**Dataset extract**
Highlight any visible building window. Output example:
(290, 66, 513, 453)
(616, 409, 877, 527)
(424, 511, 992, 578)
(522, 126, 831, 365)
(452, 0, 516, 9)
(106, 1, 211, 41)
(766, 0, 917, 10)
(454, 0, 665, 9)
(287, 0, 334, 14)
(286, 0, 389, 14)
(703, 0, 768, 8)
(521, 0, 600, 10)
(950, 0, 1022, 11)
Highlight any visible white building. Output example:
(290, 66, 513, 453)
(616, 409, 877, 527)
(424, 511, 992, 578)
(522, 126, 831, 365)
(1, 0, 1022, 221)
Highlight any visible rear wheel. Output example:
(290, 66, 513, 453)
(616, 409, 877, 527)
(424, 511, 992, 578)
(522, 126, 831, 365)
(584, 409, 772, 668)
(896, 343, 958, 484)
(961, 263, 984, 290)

...

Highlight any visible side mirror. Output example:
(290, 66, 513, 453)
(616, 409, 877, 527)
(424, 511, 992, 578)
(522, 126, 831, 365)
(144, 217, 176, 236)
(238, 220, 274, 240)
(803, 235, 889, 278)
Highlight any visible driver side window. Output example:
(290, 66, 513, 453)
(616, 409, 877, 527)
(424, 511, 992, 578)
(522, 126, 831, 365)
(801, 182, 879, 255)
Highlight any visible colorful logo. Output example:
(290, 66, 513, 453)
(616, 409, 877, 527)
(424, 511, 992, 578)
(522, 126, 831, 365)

**Exercise goal**
Review the material and copy each line in which the word "building" appears.

**Output of the task**
Highlight any visible building window. Output example:
Highlight any visible white building. Output example:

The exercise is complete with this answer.